#### WHAT THE TASK REQUIRES:
Transcribe the tail of the listing: start at the line containing "Target: clear blue sky" and stop after the last line, keeping every character as is and adding nothing.

Pointing dataset excerpts
::::

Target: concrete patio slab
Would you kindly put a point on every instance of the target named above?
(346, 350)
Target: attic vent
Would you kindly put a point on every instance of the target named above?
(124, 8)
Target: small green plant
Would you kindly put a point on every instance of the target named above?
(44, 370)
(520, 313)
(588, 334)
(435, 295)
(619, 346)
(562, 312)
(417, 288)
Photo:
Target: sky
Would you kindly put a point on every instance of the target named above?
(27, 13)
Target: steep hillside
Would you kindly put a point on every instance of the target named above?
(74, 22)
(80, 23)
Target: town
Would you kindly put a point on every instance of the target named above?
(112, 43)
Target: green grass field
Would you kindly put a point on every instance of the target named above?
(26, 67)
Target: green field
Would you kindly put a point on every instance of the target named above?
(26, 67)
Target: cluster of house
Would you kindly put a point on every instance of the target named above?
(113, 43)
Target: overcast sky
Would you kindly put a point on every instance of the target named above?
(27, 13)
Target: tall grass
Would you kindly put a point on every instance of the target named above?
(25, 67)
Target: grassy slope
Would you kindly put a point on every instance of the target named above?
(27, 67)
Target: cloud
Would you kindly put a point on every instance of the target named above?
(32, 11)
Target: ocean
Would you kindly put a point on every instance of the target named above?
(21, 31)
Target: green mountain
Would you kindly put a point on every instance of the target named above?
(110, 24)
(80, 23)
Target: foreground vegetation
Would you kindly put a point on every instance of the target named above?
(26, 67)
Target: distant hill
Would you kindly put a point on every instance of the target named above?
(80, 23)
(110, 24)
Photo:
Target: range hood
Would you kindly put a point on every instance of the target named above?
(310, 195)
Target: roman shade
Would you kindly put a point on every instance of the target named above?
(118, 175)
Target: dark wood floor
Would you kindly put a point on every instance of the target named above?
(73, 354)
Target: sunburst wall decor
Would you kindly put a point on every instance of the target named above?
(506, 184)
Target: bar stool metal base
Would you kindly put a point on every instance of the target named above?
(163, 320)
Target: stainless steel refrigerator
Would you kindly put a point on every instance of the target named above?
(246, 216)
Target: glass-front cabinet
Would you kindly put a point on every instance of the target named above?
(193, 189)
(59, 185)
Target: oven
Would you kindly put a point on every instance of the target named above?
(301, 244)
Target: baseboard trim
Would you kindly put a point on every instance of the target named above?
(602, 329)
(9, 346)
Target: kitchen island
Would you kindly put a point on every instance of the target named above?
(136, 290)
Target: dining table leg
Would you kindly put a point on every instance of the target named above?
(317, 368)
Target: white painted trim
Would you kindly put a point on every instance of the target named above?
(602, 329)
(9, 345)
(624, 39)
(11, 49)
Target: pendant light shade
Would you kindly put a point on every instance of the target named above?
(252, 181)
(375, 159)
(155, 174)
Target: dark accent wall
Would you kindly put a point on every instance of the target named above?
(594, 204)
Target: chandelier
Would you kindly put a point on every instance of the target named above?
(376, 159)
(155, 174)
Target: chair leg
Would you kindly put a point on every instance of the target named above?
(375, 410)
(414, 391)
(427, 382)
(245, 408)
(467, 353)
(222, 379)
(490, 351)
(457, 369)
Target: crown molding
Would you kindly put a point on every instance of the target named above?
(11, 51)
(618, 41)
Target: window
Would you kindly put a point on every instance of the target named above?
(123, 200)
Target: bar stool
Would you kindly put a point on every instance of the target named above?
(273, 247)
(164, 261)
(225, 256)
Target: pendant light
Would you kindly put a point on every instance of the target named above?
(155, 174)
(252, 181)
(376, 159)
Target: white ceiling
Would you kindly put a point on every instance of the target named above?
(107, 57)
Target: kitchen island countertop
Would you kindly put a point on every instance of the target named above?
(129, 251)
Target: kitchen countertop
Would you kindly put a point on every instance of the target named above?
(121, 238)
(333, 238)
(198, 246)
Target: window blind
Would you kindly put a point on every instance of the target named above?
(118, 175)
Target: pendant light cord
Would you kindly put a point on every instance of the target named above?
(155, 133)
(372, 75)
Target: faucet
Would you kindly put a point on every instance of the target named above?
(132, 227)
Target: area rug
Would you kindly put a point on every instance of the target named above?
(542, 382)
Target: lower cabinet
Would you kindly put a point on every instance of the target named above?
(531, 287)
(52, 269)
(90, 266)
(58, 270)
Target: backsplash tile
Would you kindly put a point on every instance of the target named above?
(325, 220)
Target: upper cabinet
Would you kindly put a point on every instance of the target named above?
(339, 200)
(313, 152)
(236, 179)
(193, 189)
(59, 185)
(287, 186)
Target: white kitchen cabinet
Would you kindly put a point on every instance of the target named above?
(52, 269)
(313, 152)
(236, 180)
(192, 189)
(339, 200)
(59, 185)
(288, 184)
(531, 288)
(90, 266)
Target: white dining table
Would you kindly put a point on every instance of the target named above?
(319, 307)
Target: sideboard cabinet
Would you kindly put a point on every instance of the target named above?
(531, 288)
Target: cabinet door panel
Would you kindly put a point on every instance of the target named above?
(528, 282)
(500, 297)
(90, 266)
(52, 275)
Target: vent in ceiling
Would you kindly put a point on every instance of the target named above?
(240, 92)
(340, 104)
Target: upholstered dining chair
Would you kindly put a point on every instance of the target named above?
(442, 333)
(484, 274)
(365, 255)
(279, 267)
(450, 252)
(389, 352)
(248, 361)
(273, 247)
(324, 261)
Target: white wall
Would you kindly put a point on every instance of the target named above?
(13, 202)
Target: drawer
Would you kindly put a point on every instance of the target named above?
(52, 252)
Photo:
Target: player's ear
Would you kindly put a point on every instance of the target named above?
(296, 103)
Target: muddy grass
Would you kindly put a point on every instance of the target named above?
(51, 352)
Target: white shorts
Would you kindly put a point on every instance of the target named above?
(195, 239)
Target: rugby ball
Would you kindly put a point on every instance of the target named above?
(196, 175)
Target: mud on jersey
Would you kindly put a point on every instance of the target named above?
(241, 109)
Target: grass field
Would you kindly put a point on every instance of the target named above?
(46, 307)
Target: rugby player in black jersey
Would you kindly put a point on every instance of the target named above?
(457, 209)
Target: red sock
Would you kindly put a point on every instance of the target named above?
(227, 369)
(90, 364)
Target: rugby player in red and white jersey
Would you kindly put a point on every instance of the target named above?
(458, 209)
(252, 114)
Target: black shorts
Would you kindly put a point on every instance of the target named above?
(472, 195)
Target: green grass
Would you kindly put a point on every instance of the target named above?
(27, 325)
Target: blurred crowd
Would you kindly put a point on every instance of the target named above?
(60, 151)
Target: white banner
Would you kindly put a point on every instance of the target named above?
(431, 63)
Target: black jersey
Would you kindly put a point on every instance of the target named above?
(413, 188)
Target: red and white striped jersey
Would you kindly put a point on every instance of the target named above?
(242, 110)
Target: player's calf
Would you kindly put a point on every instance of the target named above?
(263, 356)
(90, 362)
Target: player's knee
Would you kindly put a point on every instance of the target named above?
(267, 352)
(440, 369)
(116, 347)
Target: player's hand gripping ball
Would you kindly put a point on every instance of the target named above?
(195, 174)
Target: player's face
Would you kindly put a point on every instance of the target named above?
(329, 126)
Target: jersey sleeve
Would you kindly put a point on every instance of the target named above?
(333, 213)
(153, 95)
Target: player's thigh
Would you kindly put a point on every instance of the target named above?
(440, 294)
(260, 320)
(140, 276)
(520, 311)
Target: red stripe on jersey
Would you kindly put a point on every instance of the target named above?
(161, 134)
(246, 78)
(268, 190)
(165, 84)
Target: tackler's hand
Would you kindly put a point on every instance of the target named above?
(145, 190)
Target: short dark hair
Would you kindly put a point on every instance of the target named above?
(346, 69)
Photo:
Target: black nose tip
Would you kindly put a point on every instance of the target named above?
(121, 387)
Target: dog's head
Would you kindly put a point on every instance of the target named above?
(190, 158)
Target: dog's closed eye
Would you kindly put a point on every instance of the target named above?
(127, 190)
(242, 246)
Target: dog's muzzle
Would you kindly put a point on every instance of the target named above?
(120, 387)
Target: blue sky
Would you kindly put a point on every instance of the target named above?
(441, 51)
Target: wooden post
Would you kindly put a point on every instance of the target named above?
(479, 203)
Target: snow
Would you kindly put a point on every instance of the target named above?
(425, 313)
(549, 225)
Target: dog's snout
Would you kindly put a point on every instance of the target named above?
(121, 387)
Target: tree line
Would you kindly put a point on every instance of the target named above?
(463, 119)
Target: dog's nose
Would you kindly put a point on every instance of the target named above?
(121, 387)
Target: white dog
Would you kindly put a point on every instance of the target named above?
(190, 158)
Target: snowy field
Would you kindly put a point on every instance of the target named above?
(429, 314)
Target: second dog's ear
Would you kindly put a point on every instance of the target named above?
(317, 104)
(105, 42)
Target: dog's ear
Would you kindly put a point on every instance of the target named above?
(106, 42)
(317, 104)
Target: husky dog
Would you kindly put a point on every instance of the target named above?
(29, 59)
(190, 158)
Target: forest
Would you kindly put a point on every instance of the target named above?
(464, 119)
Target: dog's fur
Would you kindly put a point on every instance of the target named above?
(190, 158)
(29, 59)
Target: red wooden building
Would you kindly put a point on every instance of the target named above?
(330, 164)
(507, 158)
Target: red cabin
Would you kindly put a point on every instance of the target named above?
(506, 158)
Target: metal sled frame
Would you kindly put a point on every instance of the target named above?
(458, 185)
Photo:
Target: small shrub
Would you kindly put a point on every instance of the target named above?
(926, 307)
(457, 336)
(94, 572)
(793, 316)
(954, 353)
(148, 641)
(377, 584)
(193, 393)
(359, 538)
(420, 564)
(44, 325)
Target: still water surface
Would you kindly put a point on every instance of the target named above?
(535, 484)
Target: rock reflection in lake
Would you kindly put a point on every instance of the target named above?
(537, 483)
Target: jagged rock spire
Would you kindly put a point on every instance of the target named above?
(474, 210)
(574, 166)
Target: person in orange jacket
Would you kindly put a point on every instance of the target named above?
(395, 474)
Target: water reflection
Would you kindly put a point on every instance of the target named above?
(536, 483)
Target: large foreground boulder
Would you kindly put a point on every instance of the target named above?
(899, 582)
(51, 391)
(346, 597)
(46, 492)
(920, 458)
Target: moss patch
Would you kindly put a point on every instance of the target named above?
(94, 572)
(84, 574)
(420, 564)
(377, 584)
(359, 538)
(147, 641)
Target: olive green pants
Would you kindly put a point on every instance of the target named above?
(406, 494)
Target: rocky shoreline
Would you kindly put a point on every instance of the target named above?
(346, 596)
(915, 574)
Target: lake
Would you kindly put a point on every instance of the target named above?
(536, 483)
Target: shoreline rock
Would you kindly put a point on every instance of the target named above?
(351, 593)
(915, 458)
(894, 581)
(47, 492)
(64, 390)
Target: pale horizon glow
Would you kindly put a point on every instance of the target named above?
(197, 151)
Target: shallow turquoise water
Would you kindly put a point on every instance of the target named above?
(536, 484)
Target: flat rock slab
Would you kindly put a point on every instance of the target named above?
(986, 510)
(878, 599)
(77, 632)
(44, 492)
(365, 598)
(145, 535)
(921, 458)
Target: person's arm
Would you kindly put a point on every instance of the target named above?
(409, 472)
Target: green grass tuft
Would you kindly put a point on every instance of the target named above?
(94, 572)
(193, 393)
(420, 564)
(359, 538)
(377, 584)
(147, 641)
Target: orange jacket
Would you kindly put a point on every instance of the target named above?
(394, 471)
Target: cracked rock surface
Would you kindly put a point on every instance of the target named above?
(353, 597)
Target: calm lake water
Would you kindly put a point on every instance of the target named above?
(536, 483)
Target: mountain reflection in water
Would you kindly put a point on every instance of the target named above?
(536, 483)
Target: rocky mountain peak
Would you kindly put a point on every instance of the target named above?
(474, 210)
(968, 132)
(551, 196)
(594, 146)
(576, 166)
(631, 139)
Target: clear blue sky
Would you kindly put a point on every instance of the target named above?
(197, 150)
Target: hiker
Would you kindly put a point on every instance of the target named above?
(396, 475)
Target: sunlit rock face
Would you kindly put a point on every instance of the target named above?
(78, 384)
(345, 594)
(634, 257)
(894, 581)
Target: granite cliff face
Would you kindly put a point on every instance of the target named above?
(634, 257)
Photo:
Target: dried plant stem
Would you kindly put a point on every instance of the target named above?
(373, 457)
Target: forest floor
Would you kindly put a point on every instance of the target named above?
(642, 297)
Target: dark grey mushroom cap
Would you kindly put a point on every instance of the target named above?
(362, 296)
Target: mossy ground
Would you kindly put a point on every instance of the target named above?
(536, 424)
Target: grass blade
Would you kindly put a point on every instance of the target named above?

::::

#### FULL SOLUTION:
Target: clear blue sky
Would you kindly put a point on every instance of the target named above?
(197, 150)
Target: hiker
Would you kindly put a point on every instance of the target named above?
(396, 475)
Target: sunlit rock face
Would you kindly put a point on every instance of the target named above?
(78, 384)
(345, 594)
(634, 257)
(894, 581)
Target: granite cliff face
Would you kindly put a point on every instance of the target named above?
(634, 257)
Photo:
Target: dried plant stem
Would you kindly put a point on every instance of the target named above?
(373, 457)
Target: forest floor
Would you kindly put a point on every instance of the target named above?
(642, 297)
Target: dark grey mushroom cap
Would you kindly put a point on every instance of the target named above?
(362, 296)
Target: mossy ground
Would you kindly put a point on every instance of the target named above?
(536, 424)
Target: grass blade
Would you kindly put a point on every instance of the target named above?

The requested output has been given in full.